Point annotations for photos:
----------

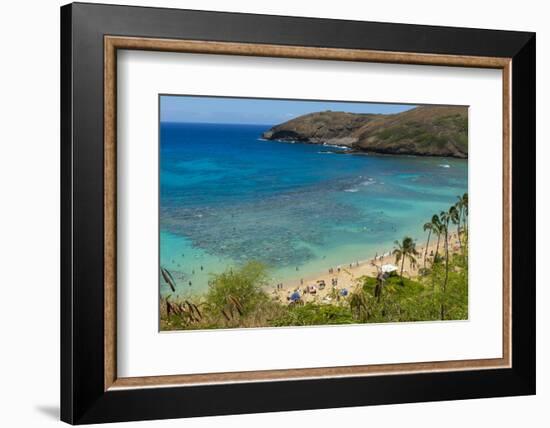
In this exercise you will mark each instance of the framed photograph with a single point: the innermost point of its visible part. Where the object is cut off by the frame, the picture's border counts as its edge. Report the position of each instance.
(266, 213)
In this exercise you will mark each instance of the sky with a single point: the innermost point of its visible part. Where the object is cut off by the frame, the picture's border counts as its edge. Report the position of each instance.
(256, 111)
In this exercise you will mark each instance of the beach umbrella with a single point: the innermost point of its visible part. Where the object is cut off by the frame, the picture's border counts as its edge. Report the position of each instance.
(295, 296)
(388, 268)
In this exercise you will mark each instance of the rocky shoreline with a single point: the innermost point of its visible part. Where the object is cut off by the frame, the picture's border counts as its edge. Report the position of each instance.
(421, 131)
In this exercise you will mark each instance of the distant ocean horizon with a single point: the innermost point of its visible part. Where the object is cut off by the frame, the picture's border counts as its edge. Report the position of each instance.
(227, 197)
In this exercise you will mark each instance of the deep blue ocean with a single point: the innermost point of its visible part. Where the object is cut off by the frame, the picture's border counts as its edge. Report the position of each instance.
(227, 196)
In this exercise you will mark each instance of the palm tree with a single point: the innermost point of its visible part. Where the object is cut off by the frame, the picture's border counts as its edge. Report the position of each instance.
(437, 229)
(403, 250)
(445, 219)
(462, 205)
(429, 227)
(454, 214)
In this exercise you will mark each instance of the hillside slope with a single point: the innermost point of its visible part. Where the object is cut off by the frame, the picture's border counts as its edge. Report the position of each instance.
(424, 131)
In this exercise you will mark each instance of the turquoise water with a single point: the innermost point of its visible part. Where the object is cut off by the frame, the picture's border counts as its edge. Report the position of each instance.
(226, 197)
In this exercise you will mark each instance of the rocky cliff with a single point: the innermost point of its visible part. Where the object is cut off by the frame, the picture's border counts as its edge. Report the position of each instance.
(424, 131)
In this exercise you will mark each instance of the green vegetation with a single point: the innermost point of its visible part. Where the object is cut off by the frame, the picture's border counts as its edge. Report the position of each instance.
(237, 298)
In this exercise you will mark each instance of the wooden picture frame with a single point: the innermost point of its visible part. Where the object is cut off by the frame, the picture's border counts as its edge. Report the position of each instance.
(91, 390)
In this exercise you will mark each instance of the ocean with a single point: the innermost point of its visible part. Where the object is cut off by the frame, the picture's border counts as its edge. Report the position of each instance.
(227, 196)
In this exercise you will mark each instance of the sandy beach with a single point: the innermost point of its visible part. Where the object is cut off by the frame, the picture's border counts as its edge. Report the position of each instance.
(347, 275)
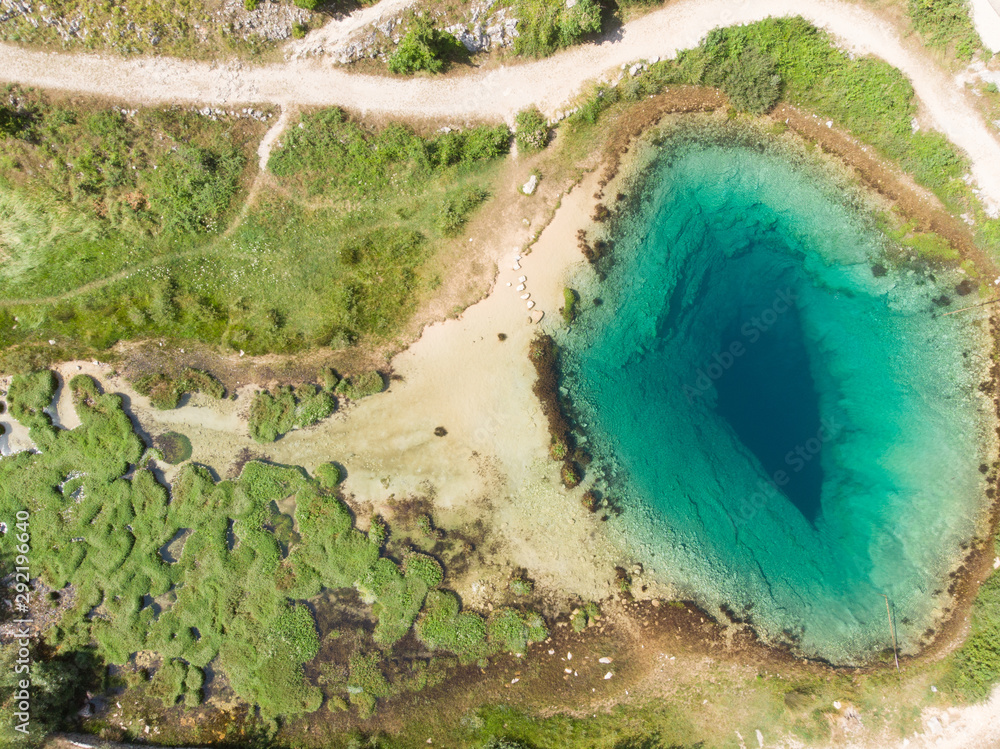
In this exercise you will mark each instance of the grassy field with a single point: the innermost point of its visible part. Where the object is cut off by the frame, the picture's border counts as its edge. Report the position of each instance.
(115, 226)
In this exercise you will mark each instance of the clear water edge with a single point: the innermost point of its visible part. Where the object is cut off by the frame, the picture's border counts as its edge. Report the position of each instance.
(815, 584)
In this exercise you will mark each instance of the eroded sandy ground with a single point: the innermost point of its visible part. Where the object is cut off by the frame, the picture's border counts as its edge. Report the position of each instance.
(491, 462)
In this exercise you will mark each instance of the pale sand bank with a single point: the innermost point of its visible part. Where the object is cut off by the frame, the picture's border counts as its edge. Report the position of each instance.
(491, 465)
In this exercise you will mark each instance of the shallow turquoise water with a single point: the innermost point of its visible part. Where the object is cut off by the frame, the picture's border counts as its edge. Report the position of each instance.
(792, 435)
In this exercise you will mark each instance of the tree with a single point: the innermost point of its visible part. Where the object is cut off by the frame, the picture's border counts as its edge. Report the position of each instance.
(752, 82)
(425, 48)
(532, 130)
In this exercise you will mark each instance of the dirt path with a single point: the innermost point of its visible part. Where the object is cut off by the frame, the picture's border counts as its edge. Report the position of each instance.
(498, 94)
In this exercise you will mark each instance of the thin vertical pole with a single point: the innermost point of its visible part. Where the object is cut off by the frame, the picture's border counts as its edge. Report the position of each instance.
(892, 631)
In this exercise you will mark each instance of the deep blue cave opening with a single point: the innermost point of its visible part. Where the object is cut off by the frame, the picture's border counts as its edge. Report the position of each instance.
(768, 397)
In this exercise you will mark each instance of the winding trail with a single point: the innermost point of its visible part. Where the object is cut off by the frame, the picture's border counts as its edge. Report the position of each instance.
(499, 94)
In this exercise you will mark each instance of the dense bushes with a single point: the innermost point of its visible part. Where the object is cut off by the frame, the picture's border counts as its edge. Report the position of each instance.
(165, 392)
(531, 130)
(865, 95)
(29, 395)
(272, 415)
(444, 626)
(227, 595)
(975, 668)
(425, 48)
(156, 171)
(176, 448)
(457, 208)
(340, 157)
(361, 386)
(192, 187)
(548, 25)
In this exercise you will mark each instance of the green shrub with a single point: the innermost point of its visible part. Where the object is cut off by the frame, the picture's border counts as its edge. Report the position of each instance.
(424, 568)
(512, 631)
(752, 82)
(443, 627)
(361, 386)
(531, 130)
(329, 475)
(176, 448)
(548, 25)
(168, 681)
(272, 415)
(457, 209)
(165, 392)
(946, 23)
(425, 48)
(192, 187)
(29, 395)
(330, 379)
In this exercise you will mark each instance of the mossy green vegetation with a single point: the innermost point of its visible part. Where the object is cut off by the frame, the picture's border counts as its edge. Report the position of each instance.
(28, 396)
(531, 130)
(233, 596)
(274, 414)
(946, 25)
(864, 95)
(361, 386)
(175, 447)
(974, 669)
(329, 475)
(165, 392)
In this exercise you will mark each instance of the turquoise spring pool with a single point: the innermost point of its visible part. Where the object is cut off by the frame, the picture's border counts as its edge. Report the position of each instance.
(792, 427)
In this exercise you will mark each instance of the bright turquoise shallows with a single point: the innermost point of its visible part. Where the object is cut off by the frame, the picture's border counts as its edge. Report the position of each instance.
(794, 430)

----------

§ **Given exercise**
Repeat only the stretch of lines that begins at the line containing "In this exercise you will mark each instance of the mossy" and ends at the last line above, both included.

§ **Task result**
In this exercise you will mark each instance of the mossy green vegetation with a single point: the innermost point of its visible part. Where the object is cut off by the frame, the picture's border counts as its edge. Report the position of each instance.
(28, 396)
(531, 130)
(233, 596)
(274, 414)
(946, 25)
(864, 95)
(361, 386)
(175, 447)
(974, 669)
(329, 475)
(165, 392)
In this exercise you will mark each instance of the turquoise spring pool with a single point: the innermost point of its visible part. Where the object is cut off by the frame, the picture's border counts as its edge. Report the position of each instance.
(792, 427)
In this exercise you will mark each instance of the bright turquoise shallows with a single point: the innermost point of its visible part. Where the object is cut off by the frame, the picture's border counts as its edge. Report the position of each instance.
(794, 430)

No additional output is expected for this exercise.